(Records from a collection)
Start of Block

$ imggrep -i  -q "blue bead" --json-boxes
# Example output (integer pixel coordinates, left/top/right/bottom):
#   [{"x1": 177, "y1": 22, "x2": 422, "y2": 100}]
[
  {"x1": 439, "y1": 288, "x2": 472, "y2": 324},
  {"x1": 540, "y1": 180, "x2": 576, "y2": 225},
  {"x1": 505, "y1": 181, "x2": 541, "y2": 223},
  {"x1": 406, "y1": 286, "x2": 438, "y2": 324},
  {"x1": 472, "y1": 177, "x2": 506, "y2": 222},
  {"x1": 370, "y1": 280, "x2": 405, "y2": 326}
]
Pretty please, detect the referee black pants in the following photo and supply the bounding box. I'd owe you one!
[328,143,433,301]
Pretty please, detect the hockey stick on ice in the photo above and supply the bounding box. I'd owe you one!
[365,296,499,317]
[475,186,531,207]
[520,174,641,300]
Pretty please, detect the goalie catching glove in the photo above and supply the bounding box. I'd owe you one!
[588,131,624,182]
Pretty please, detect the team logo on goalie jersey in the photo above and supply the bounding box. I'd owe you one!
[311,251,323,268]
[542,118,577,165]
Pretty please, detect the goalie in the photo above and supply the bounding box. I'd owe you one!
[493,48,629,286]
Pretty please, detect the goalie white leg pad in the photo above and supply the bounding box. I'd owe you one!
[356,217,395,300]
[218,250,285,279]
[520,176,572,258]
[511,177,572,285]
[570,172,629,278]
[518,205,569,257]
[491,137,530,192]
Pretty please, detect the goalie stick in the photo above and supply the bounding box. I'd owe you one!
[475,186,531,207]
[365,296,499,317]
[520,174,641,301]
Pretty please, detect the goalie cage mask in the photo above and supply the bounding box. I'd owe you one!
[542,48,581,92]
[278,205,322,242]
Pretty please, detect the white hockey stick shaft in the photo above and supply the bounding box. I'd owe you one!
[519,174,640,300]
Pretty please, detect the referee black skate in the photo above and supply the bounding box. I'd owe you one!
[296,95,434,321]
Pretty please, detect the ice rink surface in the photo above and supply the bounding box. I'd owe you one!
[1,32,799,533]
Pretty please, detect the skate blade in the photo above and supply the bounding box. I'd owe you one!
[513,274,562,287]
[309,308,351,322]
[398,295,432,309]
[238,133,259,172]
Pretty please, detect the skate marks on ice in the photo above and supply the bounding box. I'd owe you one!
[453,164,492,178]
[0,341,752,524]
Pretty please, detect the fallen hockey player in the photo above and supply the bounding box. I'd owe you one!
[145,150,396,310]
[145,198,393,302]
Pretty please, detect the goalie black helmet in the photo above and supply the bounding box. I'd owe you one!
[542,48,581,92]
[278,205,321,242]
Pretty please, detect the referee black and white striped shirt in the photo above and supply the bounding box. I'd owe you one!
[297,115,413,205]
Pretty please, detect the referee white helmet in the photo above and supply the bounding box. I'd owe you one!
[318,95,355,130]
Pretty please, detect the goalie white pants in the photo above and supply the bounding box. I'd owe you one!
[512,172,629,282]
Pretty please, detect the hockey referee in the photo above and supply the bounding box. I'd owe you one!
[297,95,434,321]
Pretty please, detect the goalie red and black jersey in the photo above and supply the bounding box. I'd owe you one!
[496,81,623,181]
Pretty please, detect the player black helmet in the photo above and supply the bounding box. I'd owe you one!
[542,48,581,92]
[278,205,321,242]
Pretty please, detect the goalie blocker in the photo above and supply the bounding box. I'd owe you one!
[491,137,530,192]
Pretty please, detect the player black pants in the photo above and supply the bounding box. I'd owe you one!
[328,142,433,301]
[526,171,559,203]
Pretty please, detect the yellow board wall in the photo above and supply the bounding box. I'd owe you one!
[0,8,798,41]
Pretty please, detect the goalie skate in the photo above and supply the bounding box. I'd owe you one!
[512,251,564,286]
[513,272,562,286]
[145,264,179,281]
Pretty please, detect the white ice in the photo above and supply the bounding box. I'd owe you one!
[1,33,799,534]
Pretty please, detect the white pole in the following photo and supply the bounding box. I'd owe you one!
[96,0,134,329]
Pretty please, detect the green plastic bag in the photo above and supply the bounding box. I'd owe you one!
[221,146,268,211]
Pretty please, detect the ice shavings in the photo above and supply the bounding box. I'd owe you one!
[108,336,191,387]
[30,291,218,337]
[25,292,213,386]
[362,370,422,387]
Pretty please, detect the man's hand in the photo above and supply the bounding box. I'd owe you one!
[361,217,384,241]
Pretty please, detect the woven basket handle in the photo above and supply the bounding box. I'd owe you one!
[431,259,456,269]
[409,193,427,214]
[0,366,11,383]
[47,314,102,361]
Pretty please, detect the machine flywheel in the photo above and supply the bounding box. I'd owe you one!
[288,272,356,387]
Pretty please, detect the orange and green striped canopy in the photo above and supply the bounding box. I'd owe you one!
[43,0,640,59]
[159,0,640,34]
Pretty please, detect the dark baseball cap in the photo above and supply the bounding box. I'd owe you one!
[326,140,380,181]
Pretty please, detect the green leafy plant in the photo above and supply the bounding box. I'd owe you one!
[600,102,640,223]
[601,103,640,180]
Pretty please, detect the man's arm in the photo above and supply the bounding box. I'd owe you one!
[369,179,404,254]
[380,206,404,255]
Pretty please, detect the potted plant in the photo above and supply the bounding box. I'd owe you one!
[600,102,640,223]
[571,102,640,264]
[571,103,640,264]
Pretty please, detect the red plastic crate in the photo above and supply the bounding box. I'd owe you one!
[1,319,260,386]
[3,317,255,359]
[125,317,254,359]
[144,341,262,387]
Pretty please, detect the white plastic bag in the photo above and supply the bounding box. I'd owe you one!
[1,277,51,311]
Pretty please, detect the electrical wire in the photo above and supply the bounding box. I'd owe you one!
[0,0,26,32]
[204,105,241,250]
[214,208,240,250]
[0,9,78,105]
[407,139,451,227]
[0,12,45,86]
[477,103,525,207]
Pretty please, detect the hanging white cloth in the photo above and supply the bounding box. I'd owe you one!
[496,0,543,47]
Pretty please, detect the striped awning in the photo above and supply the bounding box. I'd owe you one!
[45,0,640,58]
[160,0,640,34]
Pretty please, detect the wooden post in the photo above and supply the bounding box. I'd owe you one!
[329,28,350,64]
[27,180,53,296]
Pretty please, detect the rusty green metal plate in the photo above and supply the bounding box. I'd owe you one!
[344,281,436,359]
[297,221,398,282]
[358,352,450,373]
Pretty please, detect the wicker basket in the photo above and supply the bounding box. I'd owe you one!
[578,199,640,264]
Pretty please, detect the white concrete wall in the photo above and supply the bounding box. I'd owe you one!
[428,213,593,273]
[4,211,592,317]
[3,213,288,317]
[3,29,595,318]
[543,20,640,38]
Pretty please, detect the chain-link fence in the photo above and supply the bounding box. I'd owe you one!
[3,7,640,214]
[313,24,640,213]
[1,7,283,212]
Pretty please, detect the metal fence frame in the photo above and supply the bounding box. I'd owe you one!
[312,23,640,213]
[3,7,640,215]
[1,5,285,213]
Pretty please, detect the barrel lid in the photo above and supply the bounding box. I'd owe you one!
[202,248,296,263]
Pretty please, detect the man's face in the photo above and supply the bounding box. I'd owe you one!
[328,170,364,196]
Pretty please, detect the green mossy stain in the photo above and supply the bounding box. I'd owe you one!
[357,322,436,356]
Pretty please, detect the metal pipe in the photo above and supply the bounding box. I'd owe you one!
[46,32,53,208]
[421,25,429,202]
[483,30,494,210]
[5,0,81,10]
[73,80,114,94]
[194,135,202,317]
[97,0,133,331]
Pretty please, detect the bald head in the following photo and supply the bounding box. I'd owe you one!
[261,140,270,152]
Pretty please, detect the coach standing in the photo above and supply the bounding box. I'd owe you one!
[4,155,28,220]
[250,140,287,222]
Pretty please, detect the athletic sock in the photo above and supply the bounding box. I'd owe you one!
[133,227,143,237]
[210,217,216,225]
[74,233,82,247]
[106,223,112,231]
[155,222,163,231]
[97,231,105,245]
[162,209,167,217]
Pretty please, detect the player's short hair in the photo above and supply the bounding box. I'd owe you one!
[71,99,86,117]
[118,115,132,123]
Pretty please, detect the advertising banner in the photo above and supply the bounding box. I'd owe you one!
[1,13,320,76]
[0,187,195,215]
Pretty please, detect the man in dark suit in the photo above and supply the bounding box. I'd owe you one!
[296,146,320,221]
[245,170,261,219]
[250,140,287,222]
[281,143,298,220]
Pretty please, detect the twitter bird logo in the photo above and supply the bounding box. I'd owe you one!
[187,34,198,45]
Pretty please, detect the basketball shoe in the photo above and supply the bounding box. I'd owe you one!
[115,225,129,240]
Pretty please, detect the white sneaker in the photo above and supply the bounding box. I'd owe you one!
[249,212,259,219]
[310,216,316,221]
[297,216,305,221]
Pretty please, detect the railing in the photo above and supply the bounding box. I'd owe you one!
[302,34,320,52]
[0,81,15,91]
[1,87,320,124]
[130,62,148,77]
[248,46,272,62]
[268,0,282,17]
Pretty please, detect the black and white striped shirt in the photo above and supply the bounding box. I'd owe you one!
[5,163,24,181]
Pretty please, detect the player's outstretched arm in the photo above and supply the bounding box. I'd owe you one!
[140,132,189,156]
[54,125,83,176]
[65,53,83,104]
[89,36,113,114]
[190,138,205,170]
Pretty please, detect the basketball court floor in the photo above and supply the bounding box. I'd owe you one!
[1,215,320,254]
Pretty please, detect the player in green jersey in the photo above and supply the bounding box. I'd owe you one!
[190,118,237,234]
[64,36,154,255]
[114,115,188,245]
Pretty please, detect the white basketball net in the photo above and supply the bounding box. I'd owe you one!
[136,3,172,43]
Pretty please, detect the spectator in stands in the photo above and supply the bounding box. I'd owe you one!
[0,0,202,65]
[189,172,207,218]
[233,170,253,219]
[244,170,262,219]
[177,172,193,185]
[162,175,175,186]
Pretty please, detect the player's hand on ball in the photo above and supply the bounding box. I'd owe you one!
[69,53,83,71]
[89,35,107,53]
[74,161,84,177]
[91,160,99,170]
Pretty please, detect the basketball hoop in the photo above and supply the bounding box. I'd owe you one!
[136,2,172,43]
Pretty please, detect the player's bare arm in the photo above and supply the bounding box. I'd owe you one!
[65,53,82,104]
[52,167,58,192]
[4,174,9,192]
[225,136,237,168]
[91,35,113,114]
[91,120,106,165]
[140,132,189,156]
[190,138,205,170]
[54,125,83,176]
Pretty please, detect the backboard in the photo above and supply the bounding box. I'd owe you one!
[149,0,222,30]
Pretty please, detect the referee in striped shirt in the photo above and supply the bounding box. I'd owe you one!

End of Block

■ Exercise objective:
Return, exactly as they stand, the lines from the start of the records above through the line with "# Example output", both ends included, and no other lines.

■ Exercise output:
$ imggrep -i  -q "blue bead" --json-boxes
# Example output (integer pixel coordinates, left/top/right/bottom):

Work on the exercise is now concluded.